*** Provided text ***
Science battled on against religion in an endless war for supremacy, but science could not be stopped, even by the flocks of moralists that lived in Victorian Britain. Discoveries by Charles Darwin, an English naturalist by profession, shocked and horrified a great deal of people before they were accepted by mainstream science. It was his manuscript in particular, On the Origin of Species
, that caused outrage by Christians against the new idea of biological evolution. In those pages, Darwin carefully outlined his research on various species of birds and mammals in the Galapagos Islands.
Darwin, educated in medicine at the University of Edinburgh, had become interested in the work of the French biologist Jean-Baptiste Lamarck while at school. Lamarck’s studies in botany and zoology during the previous century had cemented Darwin’s belief that the characteristics of one plant or animal could be inherited by its seedlings or offspring. It was a fascinating study that could be used to help explain how certain varieties of food crops had come to change slowly over time from their original forms. For Charles Darwin, it explained even more about the natural world.
Darwin’s journey to the Galapagos Islands introduced him to dozens of species he had either never seen before in person or which he had never even heard of. The geographical isolation of the islands provided the perfect environment in which those animals, birds, and insects—all presumably introduced to the island as exotic species—could find new means to meet their basic needs. Over time, they changed slightly to adapt to their new home but retained the overall appearance of their ancestors. Darwin noticed a variety of birds, for example, whose beaks had changed to better extract nourishment from exotic food sources. Examples were explained in plain terms in his book so the average reader could understand. Animals changed to adapt to their changing environments, Darwin argued, and the motivating factor behind those changes was natural selection.
*** Extracted material ***
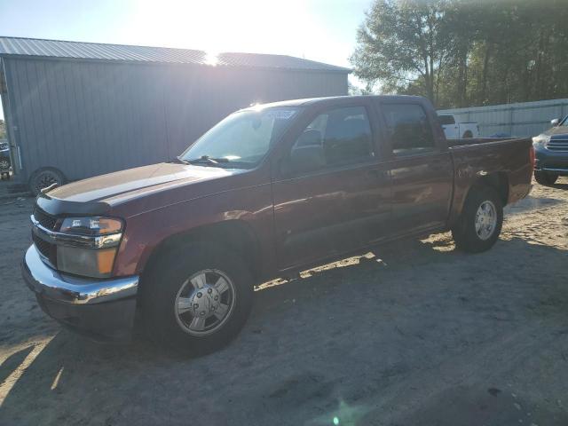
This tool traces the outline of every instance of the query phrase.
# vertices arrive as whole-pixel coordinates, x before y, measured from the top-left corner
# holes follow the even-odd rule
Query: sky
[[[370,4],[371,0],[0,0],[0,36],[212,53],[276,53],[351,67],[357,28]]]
***
*** Extracted material ***
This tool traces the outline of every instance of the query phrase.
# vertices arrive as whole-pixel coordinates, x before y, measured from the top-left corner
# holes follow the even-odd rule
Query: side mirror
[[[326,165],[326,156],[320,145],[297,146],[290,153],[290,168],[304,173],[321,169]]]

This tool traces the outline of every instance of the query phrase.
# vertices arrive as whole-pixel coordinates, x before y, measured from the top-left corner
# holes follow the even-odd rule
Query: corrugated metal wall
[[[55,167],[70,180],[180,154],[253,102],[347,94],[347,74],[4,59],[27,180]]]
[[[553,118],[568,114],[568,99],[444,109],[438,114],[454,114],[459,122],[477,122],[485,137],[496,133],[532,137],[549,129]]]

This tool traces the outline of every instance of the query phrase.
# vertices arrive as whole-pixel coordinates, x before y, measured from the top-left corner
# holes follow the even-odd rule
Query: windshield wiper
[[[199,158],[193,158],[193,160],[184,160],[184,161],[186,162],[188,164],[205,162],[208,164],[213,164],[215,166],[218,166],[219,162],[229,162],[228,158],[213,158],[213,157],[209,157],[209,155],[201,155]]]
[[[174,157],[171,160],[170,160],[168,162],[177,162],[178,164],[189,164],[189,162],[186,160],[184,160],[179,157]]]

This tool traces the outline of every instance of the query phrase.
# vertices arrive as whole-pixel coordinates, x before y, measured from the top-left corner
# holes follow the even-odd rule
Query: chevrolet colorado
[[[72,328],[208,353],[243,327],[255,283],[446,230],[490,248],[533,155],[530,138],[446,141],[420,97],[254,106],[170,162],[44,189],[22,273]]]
***
*** Extracted material ***
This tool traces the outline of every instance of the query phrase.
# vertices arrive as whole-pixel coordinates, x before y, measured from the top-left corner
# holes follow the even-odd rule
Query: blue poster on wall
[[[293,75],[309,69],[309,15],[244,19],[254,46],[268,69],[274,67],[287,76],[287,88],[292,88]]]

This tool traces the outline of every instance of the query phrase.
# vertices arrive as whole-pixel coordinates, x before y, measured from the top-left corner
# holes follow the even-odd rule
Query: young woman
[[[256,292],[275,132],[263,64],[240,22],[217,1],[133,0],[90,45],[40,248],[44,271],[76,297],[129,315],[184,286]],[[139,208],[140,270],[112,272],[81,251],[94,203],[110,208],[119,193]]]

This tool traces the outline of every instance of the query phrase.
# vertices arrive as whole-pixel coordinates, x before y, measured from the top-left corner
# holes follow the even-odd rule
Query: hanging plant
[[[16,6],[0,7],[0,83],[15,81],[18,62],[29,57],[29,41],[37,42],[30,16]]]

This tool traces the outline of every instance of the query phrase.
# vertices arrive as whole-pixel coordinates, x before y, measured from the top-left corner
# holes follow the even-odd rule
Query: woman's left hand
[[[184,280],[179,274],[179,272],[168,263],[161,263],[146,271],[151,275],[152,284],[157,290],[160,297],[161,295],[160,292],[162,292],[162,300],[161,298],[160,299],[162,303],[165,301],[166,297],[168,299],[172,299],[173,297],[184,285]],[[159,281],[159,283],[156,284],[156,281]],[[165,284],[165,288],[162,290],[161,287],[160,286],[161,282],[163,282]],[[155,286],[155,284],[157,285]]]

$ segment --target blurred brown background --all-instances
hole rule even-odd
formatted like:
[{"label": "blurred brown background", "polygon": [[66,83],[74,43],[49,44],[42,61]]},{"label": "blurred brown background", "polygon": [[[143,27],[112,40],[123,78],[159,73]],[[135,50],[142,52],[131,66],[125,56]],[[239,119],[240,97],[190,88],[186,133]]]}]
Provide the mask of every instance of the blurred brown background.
***
Requirement 1
Answer these from the passage on Darwin:
(a) Which manuscript of Darwin's caused outrage among Christians?
(b) Which French biologist's work had Darwin become interested in while at school?
(c) What did Darwin argue was the motivating factor behind animals' changes?
Requirement 2
Please pick up the passage on Darwin after its last sentence and continue it.

Written reply 1
(a) On the Origin of Species
(b) Jean-Baptiste Lamarck
(c) Natural selection

Written reply 2
Natural selection was a theory all Darwin’s own. It stated that every animal and plant species on Earth was the product of the world around it. As explained in On
the Origin of Species
, natural selection is the process in which specific physical traits are preserved when they are advantageous genetic mutations. It was the same premise by which dogs had been bred for thousands of years in Britain: those dogs with the traits that breeders wanted to copy were bred together. Dogs with disadvantageous traits were kept out of the breeding pool.
Darwin’s research and theories posited that animals and humans probably had a common ancestor—and church-going Victorians were not impressed at all. God created humans in his own image, they explained, and no one was related to apes. On the other end of the social spectrum, scientists pored over their editions of Darwin’s book greedily, entranced by its implications in their own fields of research. The controversy and infighting between British subjects and the book’s wider European and international audiences were extreme.
The Victorians, however, did pride themselves very highly on maintaining order and diplomacy, and unlike the days of the Reformation, blaspheming against the Church was no longer means for execution in Great Britain. Indeed, despite the social ostracization Darwin suffered from many groups following the publishing of his book, he was honored by his country with a burial at Westminster Abbey. His body was put to rest near that of Isaac Newton.
Thanks to the perseverance of scientists like Darwin, medicine evolved in leaps and bounds over the course of the 19th
century. Physicians used autopsies more regularly to learn about death, as well as about the parts of the body and how they interacted with each other. Given the rise of the indomitable industrial era, respiratory issues were one of the most common causes of complaint and death. Cholera was also very high on the list, especially because many doctors and scientists had yet to fully embrace germ theory. When it did catch on, Louis Pasteur used its principles to create a vaccine for anthrax and rabies. Pasteur’s work also led to new, safer methods for processing milk and dairy products, named pasteurization in his honor.